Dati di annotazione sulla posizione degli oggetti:
# # #

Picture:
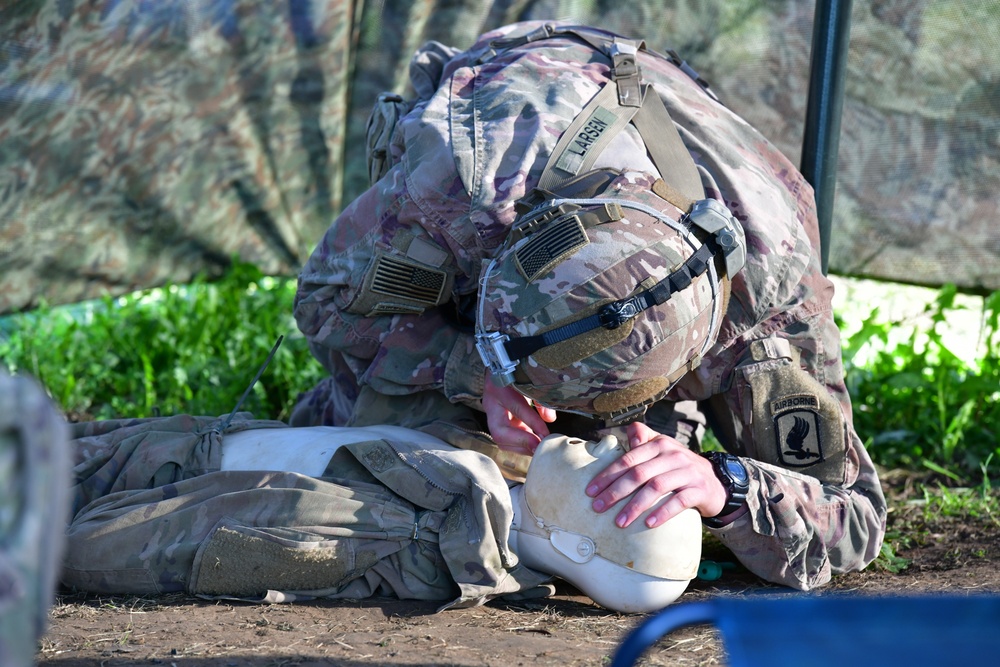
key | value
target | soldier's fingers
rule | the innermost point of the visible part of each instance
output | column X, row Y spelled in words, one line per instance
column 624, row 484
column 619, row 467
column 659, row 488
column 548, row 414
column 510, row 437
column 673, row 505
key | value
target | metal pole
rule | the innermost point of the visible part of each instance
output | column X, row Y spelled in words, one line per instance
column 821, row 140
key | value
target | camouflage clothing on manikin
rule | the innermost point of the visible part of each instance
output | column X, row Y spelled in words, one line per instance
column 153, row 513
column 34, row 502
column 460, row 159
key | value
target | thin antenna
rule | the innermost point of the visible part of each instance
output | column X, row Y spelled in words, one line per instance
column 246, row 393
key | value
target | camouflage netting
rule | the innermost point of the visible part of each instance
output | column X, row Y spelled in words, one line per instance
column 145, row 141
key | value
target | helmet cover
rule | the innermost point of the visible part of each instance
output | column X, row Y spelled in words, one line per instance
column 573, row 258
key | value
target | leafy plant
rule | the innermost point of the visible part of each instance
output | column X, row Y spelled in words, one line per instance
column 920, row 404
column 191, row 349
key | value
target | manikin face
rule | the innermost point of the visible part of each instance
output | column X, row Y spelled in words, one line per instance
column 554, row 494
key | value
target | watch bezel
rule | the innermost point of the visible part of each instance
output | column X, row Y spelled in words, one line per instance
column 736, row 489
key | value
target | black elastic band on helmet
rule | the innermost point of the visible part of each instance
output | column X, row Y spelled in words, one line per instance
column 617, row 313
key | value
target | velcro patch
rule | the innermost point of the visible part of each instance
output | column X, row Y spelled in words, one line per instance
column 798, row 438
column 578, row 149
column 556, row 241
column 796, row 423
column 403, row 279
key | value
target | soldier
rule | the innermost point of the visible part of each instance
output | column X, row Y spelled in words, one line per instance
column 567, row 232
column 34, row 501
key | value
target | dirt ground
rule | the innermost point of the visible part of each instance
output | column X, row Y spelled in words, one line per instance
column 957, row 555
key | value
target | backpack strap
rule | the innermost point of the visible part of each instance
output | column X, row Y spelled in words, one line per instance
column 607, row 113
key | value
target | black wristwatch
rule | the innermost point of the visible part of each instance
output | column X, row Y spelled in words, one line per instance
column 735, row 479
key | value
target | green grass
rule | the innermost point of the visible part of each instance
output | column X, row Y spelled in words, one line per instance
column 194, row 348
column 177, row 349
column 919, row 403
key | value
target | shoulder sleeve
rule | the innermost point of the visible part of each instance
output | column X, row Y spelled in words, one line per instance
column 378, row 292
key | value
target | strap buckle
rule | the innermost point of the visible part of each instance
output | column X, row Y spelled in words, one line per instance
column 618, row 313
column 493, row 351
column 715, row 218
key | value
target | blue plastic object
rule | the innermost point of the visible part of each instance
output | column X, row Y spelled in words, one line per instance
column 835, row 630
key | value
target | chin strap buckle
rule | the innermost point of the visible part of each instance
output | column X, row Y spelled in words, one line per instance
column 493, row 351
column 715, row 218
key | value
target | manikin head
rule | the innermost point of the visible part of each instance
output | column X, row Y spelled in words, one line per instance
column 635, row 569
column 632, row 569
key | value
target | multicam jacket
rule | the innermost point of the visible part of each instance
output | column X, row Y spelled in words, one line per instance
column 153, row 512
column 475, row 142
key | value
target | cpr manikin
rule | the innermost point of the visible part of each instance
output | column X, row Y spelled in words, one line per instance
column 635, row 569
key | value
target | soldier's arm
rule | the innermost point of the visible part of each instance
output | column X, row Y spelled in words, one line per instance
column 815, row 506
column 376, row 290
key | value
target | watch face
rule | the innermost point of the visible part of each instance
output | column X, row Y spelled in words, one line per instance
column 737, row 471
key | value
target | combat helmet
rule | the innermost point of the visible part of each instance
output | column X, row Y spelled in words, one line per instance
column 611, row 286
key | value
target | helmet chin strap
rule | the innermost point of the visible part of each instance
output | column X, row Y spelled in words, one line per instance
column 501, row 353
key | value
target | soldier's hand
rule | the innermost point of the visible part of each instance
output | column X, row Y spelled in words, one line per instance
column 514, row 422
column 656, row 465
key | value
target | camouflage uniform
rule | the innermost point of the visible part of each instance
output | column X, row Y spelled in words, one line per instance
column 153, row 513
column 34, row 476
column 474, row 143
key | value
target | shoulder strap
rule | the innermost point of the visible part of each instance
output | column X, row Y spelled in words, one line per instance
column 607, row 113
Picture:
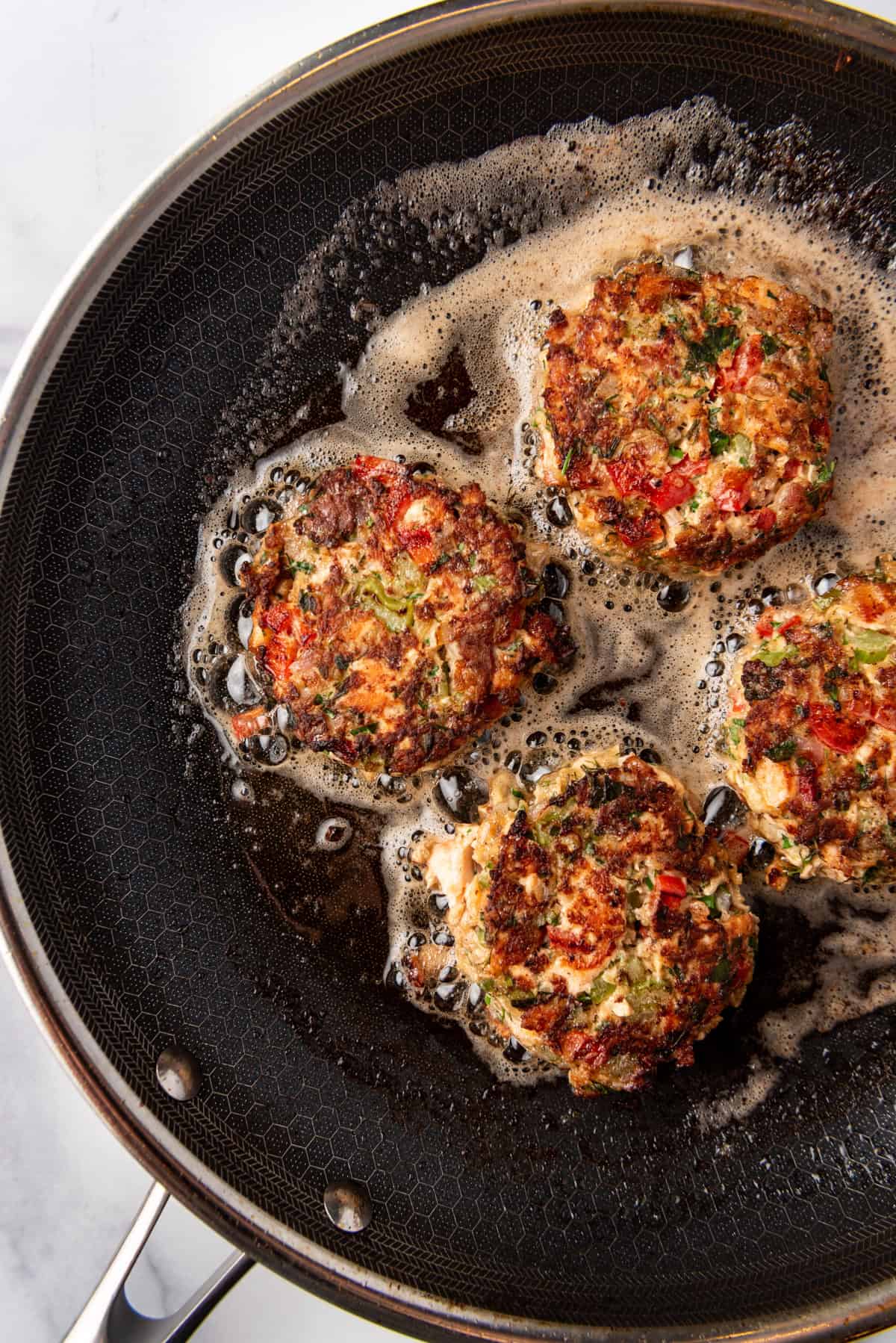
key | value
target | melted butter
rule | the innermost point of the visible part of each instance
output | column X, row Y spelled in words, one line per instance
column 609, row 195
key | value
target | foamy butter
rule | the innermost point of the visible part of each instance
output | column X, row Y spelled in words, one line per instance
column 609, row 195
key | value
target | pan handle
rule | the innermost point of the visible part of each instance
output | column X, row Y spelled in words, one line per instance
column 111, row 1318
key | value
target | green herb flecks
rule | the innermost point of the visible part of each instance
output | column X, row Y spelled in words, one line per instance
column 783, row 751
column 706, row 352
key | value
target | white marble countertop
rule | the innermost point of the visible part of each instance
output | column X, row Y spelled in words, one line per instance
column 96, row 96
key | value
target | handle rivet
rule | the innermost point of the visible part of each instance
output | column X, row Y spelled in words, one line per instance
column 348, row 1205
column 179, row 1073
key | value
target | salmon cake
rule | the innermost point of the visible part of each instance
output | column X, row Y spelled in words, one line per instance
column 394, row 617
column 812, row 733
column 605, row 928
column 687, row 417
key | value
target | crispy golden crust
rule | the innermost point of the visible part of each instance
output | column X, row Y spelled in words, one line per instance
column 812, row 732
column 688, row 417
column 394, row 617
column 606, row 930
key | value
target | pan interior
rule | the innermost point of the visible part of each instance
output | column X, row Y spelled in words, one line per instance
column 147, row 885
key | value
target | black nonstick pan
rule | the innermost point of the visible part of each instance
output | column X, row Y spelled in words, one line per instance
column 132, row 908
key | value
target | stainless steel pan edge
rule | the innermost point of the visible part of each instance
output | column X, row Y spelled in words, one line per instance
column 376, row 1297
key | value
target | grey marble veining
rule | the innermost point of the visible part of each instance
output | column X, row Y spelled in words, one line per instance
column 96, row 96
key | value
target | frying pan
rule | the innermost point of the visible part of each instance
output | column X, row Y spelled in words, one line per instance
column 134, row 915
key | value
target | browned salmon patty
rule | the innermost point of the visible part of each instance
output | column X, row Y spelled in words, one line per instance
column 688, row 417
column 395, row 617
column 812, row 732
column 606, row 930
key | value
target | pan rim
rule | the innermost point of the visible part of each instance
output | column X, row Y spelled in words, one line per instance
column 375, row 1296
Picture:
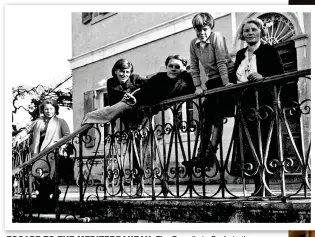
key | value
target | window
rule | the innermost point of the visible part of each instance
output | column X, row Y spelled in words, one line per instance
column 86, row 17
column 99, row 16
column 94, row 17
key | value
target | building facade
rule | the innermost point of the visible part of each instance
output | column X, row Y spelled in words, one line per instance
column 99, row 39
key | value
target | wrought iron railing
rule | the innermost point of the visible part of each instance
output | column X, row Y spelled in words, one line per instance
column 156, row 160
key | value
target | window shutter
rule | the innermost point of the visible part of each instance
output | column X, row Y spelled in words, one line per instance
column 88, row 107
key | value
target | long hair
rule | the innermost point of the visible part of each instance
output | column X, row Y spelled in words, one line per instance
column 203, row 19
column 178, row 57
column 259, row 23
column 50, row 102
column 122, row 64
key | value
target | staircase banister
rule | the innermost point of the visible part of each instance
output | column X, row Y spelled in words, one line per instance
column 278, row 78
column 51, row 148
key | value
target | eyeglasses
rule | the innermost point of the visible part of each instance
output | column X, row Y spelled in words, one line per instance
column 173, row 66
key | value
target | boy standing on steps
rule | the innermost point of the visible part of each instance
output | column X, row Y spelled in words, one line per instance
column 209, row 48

# # #

Problema proposto
Disponi queste righe come elenco numerato, comprendendo tutte le voci e omettendo le righe vuote. Lascia fuori le immagini dalla risposta.

Risultato esercizio
1. Picture:
2. key | value
3. target | soldier's fingers
4. rule | the innermost point of the visible part of each instance
5. output | column X, row Y spelled in words, one line per instance
6. column 624, row 484
7. column 619, row 467
8. column 659, row 488
9. column 548, row 414
10. column 510, row 437
11. column 673, row 505
12. key | value
13. target | metal pole
14. rule | the innermost point of the visible part of each instance
15. output | column X, row Y spelled in words, one line per instance
16. column 821, row 140
17. key | value
18. target | camouflage clothing on manikin
19. rule | the innermost point of the visible part of each instance
20. output | column X, row Y spelled in words, one line per instance
21. column 153, row 513
22. column 34, row 502
23. column 460, row 159
24. key | value
25. target | thin antenna
26. rule | the innermost point of the visible part of each instance
27. output | column X, row Y spelled in words, one line per instance
28. column 246, row 393
29. key | value
30. target | camouflage netting
31. rule | the innermost point of the visible part of each instance
32. output | column X, row Y spelled in words, one line per instance
33. column 145, row 141
34. key | value
35. target | helmet cover
36. rule | the innermost point of the visible part of each instance
37. output | column X, row Y spelled in words, one line per instance
38. column 573, row 258
39. key | value
40. target | leafy plant
41. rule | the innermost point of the visible part of each instance
42. output | column X, row Y spelled in words, one line per instance
43. column 920, row 404
44. column 191, row 349
45. key | value
46. target | manikin face
47. rule | the innermost point of the visible part of each instance
48. output | column X, row Y spelled in words, one line per instance
49. column 554, row 494
50. key | value
51. target | watch bezel
52. rule | the innermost point of the visible part of each instance
53. output | column X, row Y spelled in words, one line per instance
54. column 736, row 489
55. key | value
56. target | black elastic band on helmet
57. rule | the innermost point of the visible part of each instance
58. output | column X, row Y spelled in words, one line per instance
59. column 617, row 313
60. key | value
61. target | velcro patch
62. rule | the innermost point of the visible part of each instance
63. output | column X, row Y spelled in words, one line per instance
64. column 798, row 438
65. column 578, row 149
66. column 556, row 241
67. column 796, row 423
68. column 403, row 279
69. key | value
70. target | soldier
71. rule | the innermost point of the visible part of each instance
72. output | column X, row Y spelled in words, one line per instance
73. column 567, row 232
74. column 34, row 501
75. key | value
76. target | dirt ground
77. rule | the innermost point of the visible part of each instance
78. output | column X, row Y spelled in words, one line per instance
79. column 957, row 555
80. key | value
81. target | backpack strap
82. rule | the innermost point of the visible part of each instance
83. output | column X, row Y spelled in words, one line per instance
84. column 607, row 113
85. key | value
86. target | black wristwatch
87. rule | the innermost point of the visible part of each instance
88. output | column X, row Y spelled in words, one line per instance
89. column 735, row 479
90. key | value
91. target | green grass
92. rule | the innermost point of the visible part of each instance
93. output | column X, row Y spelled in words, one line per instance
94. column 194, row 348
95. column 177, row 349
96. column 919, row 403
97. key | value
98. target | shoulder sleeve
99. rule | the innermost point of the visible part of each instance
100. output | column X, row Y spelled in words, one line per instance
101. column 378, row 292
102. key | value
103. target | strap buckle
104. rule | the innermost point of the visible part of each instance
105. output | column X, row Y spelled in words, one line per instance
106. column 618, row 313
107. column 493, row 351
108. column 715, row 218
109. key | value
110. target | blue plastic object
111. rule | the innermost point of the visible part of each instance
112. output | column X, row Y spelled in words, one line per instance
113. column 835, row 630
114. key | value
115. target | chin strap buckle
116. rule | the innermost point of the visible part of each instance
117. output | column X, row Y spelled in words, one line per instance
118. column 493, row 351
119. column 715, row 218
120. key | value
121. target | manikin head
122. rule | the innermost point of the visible part of each instance
123. output | column X, row Y spelled in words, one line per instance
124. column 635, row 569
125. column 632, row 569
126. key | value
127. target | multicam jacket
128. rule | the innermost point of the visible part of each instance
129. output | column X, row Y spelled in words, one line per instance
130. column 153, row 512
131. column 475, row 142
132. key | value
133. target | cpr manikin
134. rule | the innermost point of the visible part of each instance
135. output | column X, row Y spelled in words, one line per instance
136. column 635, row 569
137. key | value
138. target | soldier's arm
139. rule | the innermost point of the visible part of each instance
140. output | column X, row Y spelled in words, one line per instance
141. column 815, row 506
142. column 376, row 290
143. key | value
144. target | watch face
145. rule | the innermost point of the visible part of each instance
146. output | column X, row Y spelled in words, one line per instance
147. column 737, row 471
148. key | value
149. target | combat helmet
150. rule | the innermost point of the visible part of each instance
151. output | column X, row Y spelled in words, one line per instance
152. column 611, row 286
153. key | value
154. target | helmet chin strap
155. rule | the innermost point of the visible part of each instance
156. output | column X, row Y spelled in words, one line per instance
157. column 501, row 353
158. key | value
159. target | soldier's hand
160. rule | the innermost point of the visible part of each instance
161. output | column X, row Y spelled in words, one line per instance
162. column 514, row 422
163. column 656, row 465
164. key | value
165. target | camouflage uniform
166. rule | the innermost point of the visible part of each instance
167. output | column X, row Y spelled in words, one line per instance
168. column 153, row 513
169. column 34, row 476
170. column 474, row 143
171. key | value
172. target | shoulder strap
173. rule | the innermost point of the visible part of each instance
174. output | column X, row Y spelled in words, one line per instance
175. column 607, row 113
176. Picture:
177. key | value
178. target | melted butter
179. rule | the innermost point of the visible part of each instance
180. output | column X, row Y spelled in words, one line per instance
181. column 609, row 195
182. key | value
183. target | foamy butter
184. rule | the innermost point of the visible part of each instance
185. output | column X, row Y spelled in words, one line per instance
186. column 609, row 195
187. key | value
188. target | pan handle
189. rule | the innermost point of the visible part of each instance
190. output | column X, row Y spelled in words, one line per instance
191. column 111, row 1318
192. key | value
193. target | green herb flecks
194. rule | the innermost point of the visible part of each instance
195. output | column X, row Y spelled in words, one line per instance
196. column 783, row 751
197. column 706, row 352
198. key | value
199. target | white marble countertop
200. rule | the innermost point of the visible part of each instance
201. output | column X, row Y spelled in words, one line per instance
202. column 96, row 96
203. key | value
204. target | handle rivet
205. rule | the innermost point of the visible part of each instance
206. output | column X, row Y spelled in words, one line per instance
207. column 348, row 1205
208. column 179, row 1073
209. key | value
210. target | salmon cake
211. rule | the innermost point of the visible part of each instance
212. output | column X, row Y spelled in words, one line per instance
213. column 394, row 617
214. column 812, row 733
215. column 605, row 928
216. column 687, row 417
217. key | value
218. target | crispy golden crust
219. rule | the innermost point of the visible part of each instance
220. output | column X, row Y spelled in words, one line per instance
221. column 812, row 732
222. column 688, row 417
223. column 394, row 617
224. column 606, row 930
225. key | value
226. target | pan interior
227. rule | the innermost point of the visible part of each instance
228. output | column X, row Y spelled in words, one line per instance
229. column 147, row 885
230. key | value
231. target | black nonstick pan
232. rule | the innermost point of the visible part of each instance
233. output | column X, row Y spelled in words, one line per instance
234. column 132, row 908
235. key | value
236. target | stainless steel pan edge
237. rule | the innermost point of the visible part of each instance
238. output | column X, row Y spelled in words, one line per instance
239. column 376, row 1297
240. key | value
241. target | grey marble veining
242. rule | the innermost point of the visible part of each instance
243. output | column X, row Y spelled in words, one line per instance
244. column 96, row 96
245. key | value
246. target | frying pan
247. rule | the innermost point of the visible part of each instance
248. output | column X, row Y spelled in words, one line per instance
249. column 134, row 915
250. key | value
251. target | browned salmon patty
252. rule | the innermost point of the visible part of each instance
253. output | column X, row Y spelled in words, one line per instance
254. column 688, row 417
255. column 395, row 617
256. column 812, row 732
257. column 606, row 930
258. key | value
259. target | pan rim
260. rule | the innermost point of the visible part of each instance
261. output | column X, row Y spelled in words, one line per instance
262. column 375, row 1296
263. Picture:
264. key | value
265. target | window
266. rule | the innermost point of the visible part of each instance
267. output | column X, row Y spelled in words, one line per instance
268. column 86, row 17
269. column 99, row 16
270. column 94, row 17
271. key | value
272. target | building facade
273. rule | the innermost point of the visible part of each instance
274. output | column X, row Y spelled in words, one line per instance
275. column 99, row 39
276. key | value
277. target | wrought iron railing
278. rule | the innermost point of the visible part of each instance
279. output | column X, row Y spelled in words, one line per instance
280. column 156, row 160
281. key | value
282. target | window shutter
283. rule | the innermost point of the visible part of each instance
284. output | column X, row Y spelled in words, one line per instance
285. column 88, row 107
286. key | value
287. target | long hair
288. rule | the innermost point of the visible part of each instance
289. output | column X, row Y spelled in words, one line per instance
290. column 203, row 19
291. column 178, row 57
292. column 259, row 23
293. column 50, row 102
294. column 122, row 64
295. key | value
296. target | staircase banister
297. rule | the innermost point of the visible part of each instance
298. output | column X, row Y spelled in words, one line per instance
299. column 278, row 78
300. column 51, row 148
301. key | value
302. target | eyeglasses
303. rule | the innermost point of the visible part of each instance
304. output | column X, row Y spelled in words, one line per instance
305. column 173, row 66
306. key | value
307. target | boy standing on steps
308. rule | the innermost point of the visible part of each instance
309. output | column X, row Y spelled in words, one line per instance
310. column 209, row 48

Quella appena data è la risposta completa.